Work to do: In the mailing-list post about SIP issue 9612 below, what resolution is recorded for the issue?

[Begin Reading passage]

[asterisk-dev] Re: [SIP 0009612]: I believe this fixes a BAD BAD BAD Scenario

C. Maj cmaj-SPAM at freedomcorpse.com
Wed May 2 08:08:38 MST 2007


I believe this should be re-opened.  There's no harm in this
patch other than the trivial cost of an additional pointer.
The CDR is not touched in ast_channel_free, so there's no
reason why it can't be called before the CDR data is
released.  Reducing time in locks -- without requiring user
intervention (in this case, enabling batch mode in cdr.conf)
-- should always be a design goal.

--Chris


On Wed, May 02, 2007 at 07:46:29AM -0500, bugs at digium.com waxed:
> 
> The following issue has been CLOSED. 
> ====================================================================== 
> http://bugs.digium.com/view.php?id=9612 
> ====================================================================== 
> Reported By:                one47
> Assigned To:                
> ====================================================================== 
> Project:                    SIP
> Issue ID:                   9612
> Category:                   General
> Reproducibility:            always
> Severity:                   minor
> Priority:                   normal
> Status:                     closed
> Asterisk Version:           1.4.3 
> SVN Branch (only for SVN checkouts, not tarball releases): N/A  
> SVN Revision (number only!):  
> Disclaimer on File?:        Yes 
> Resolution:                 no change required
> Fixed in Version:           
> ====================================================================== 
> Date Submitted:             04-27-2007 04:46 CDT
> Last Modified:              05-02-2007 07:46 CDT
> ====================================================================== 
> Summary:                    I believe this fixes a BAD BAD BAD Scenario
> Description: 
> I discussed a BAD BAD BAD case with Olle in June last year. It is low
> priority because it happens during a hangup, so all that really happens is
> that a final ACK is ignored. I think I worked out what is happening, so I
> am including my original verbose/debug log, and a possible patch.

[End Reading passage]
[Begin Entries]

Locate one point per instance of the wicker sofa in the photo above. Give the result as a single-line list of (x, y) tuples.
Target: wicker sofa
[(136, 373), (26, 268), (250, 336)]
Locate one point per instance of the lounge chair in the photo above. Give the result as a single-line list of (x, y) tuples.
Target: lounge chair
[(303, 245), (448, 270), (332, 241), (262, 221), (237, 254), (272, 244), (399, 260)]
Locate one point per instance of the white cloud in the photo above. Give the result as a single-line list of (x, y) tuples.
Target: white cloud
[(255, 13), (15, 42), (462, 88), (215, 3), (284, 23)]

[End Entries]
[Begin Entries]

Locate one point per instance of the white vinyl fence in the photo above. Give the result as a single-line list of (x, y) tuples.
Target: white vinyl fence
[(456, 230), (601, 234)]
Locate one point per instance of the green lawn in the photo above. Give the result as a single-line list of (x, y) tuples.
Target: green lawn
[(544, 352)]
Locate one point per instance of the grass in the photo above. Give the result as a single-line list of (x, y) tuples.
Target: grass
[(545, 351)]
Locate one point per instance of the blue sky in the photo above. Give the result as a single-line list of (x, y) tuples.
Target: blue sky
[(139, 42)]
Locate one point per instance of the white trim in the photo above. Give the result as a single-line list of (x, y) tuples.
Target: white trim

[End Entries]

Written solution: No change required.